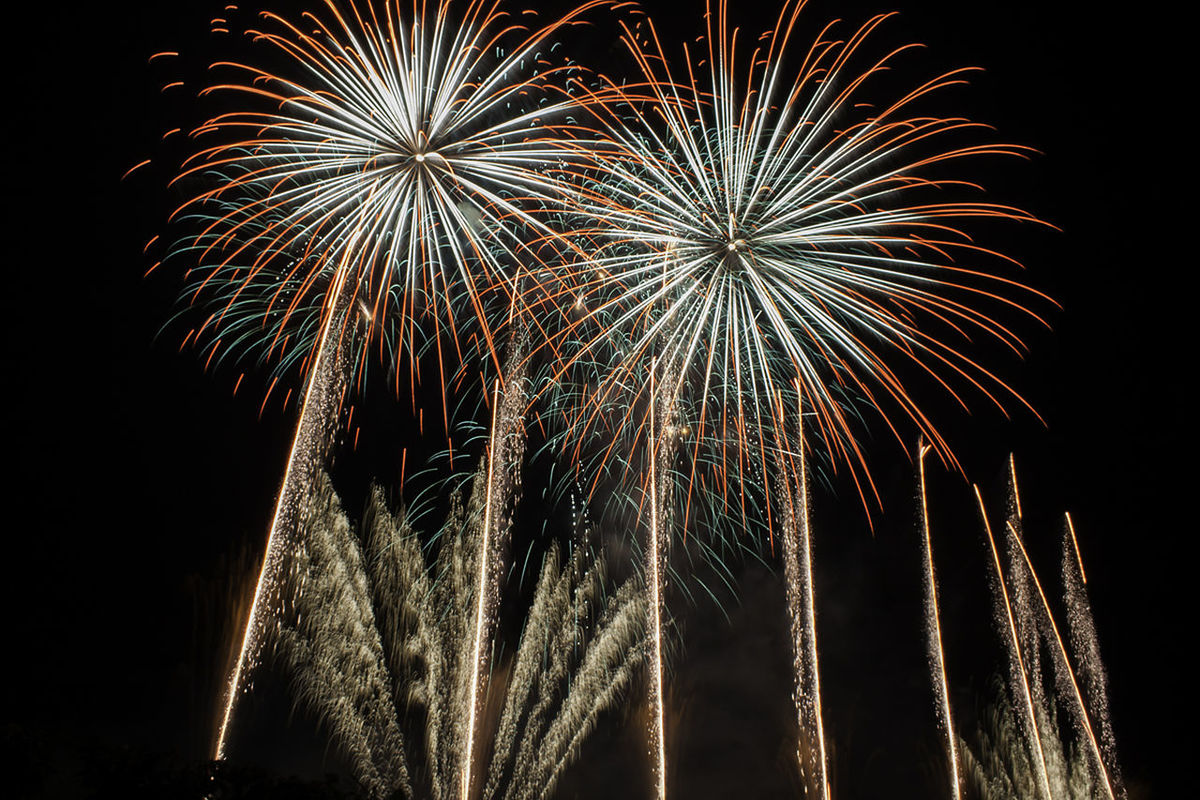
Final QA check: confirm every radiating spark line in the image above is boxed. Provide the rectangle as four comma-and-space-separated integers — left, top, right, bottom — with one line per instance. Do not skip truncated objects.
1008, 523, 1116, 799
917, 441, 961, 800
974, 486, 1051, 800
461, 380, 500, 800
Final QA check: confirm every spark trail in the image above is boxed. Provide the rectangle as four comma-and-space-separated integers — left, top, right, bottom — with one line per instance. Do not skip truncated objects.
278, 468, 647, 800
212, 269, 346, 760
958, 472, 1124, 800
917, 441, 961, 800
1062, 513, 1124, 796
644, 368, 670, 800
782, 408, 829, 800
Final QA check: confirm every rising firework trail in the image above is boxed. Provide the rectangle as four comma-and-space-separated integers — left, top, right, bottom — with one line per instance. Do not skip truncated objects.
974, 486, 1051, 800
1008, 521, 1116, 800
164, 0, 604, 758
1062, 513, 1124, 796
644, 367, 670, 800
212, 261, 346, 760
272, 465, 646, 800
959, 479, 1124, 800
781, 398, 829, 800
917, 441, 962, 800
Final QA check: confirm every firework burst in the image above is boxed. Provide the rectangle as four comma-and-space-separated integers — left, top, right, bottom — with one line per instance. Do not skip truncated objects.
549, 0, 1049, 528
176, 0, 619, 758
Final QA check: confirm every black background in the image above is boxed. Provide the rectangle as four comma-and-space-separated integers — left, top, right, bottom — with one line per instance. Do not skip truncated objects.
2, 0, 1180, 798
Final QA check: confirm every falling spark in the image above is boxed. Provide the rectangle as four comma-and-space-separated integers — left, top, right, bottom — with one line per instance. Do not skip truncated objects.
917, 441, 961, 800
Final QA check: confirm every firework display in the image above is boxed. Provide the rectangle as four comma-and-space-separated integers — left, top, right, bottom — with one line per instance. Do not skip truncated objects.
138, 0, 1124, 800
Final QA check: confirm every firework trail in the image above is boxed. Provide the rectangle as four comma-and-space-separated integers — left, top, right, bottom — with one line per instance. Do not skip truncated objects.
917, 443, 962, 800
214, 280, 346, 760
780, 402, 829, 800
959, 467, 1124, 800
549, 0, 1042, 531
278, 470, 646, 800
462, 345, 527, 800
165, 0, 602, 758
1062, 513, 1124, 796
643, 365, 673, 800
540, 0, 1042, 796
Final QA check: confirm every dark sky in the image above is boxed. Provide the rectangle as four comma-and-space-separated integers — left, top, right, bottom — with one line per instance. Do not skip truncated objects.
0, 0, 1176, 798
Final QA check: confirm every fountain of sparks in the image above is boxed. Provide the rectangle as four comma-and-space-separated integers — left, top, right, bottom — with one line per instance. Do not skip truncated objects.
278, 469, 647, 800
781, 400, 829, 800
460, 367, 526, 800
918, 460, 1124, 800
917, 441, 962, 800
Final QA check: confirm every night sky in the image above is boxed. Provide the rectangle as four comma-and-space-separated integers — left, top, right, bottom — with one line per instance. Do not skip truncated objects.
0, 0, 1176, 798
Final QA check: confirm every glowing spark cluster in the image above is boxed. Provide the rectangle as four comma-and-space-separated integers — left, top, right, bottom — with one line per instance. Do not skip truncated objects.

AUFGABE UND ANFORDERUNGEN:
Kannst du alle Datensätze oben noch einmal ausgeben und dabei „Final QA check“ überall durch „Last review pass“ ersetzen, sonst aber nichts ändern? Lass die Bilder in der Antwort weg.

ERGEBNIS DER AUFGABE:
Last review pass: confirm every radiating spark line in the image above is boxed. Provide the rectangle as four comma-and-space-separated integers — left, top, right, bottom — with one line per instance. Do not skip truncated objects.
1008, 523, 1116, 799
917, 441, 961, 800
974, 486, 1051, 800
461, 380, 500, 800
Last review pass: confirm every spark trail in the image above is boxed. Provide the rectangle as four comma-and-space-separated integers — left, top, right, bottom — with one line per instance. Do not skip truncated objects.
278, 468, 647, 800
212, 269, 346, 760
958, 472, 1124, 800
917, 441, 961, 800
1062, 513, 1124, 796
644, 368, 670, 800
782, 408, 829, 800
Last review pass: confirm every rising firework trail in the image above is boxed. Provide the rectangle as four comma-and-space-separated integers — left, top, right, bottom — with one line per instance. Do not skip truncated objects.
974, 486, 1051, 800
1008, 521, 1116, 800
164, 0, 604, 758
1062, 513, 1124, 796
644, 367, 670, 800
212, 261, 346, 760
272, 465, 646, 800
959, 479, 1124, 800
781, 398, 829, 800
917, 441, 962, 800
Last review pass: confirm every firework burst in the image above is boxed. Provide the rectangle as four comma-and-space-separated integers — left, top, right, bottom — with one line per instance. Do not skip truncated objects.
549, 0, 1049, 528
176, 0, 619, 758
Last review pass: confirm every black background in the image above is boxed. Provide the rectangle as four comma-and-space-separated integers — left, top, right, bottom — with one line per instance. Do not skip truncated objects.
2, 0, 1180, 798
Last review pass: confirm every falling spark in the image above is boxed. Provide the rectangle as four comma-and-space-separated integers — left, top, right, bottom — with one line per instance. Do not skip truncated objects.
917, 441, 961, 800
Last review pass: confirm every firework display in the image above is boxed. Provide the rectangle as four comma-and-space-separated integers — left, top, right, bottom — with one line per instance. Do not skip truncated objects.
138, 0, 1124, 800
Last review pass: confirm every firework trail in the image above is boxed. Provide the rectangle as four comma-and-space-separated integers — left, top, right, bottom — with one line per instance. Do not skip truncated objects.
917, 443, 962, 800
214, 280, 346, 760
780, 402, 829, 800
959, 467, 1124, 800
549, 0, 1042, 531
278, 470, 646, 800
462, 345, 527, 800
165, 0, 602, 758
1062, 513, 1124, 796
643, 365, 673, 800
540, 0, 1042, 796
Last review pass: confirm every dark sky in the image above is boxed. Provide the rectangle as four comma-and-space-separated integers — left, top, right, bottom — with one line per instance. Do not skip truncated objects.
0, 0, 1176, 798
Last review pass: confirm every fountain of sparks in the image above is boxed. Provide the rectangle as four comma-and-space-separated integers — left, top, right, bottom — with one line per instance. Do not skip truncated objects.
278, 469, 647, 800
781, 400, 829, 800
460, 367, 526, 800
918, 460, 1124, 800
917, 441, 962, 800
Last review pass: confirm every night sky in the image above is boxed. Provide the rectangle as four comma-and-space-separated integers — left, top, right, bottom — with one line per instance. Do not skip truncated objects.
0, 0, 1176, 798
Last review pass: confirm every glowing spark cluster in the image above is boxed. Provide the rectangle as four comma-and-space-separated integers — left, top, right, bottom — with one line per instance. Do not skip truncated objects.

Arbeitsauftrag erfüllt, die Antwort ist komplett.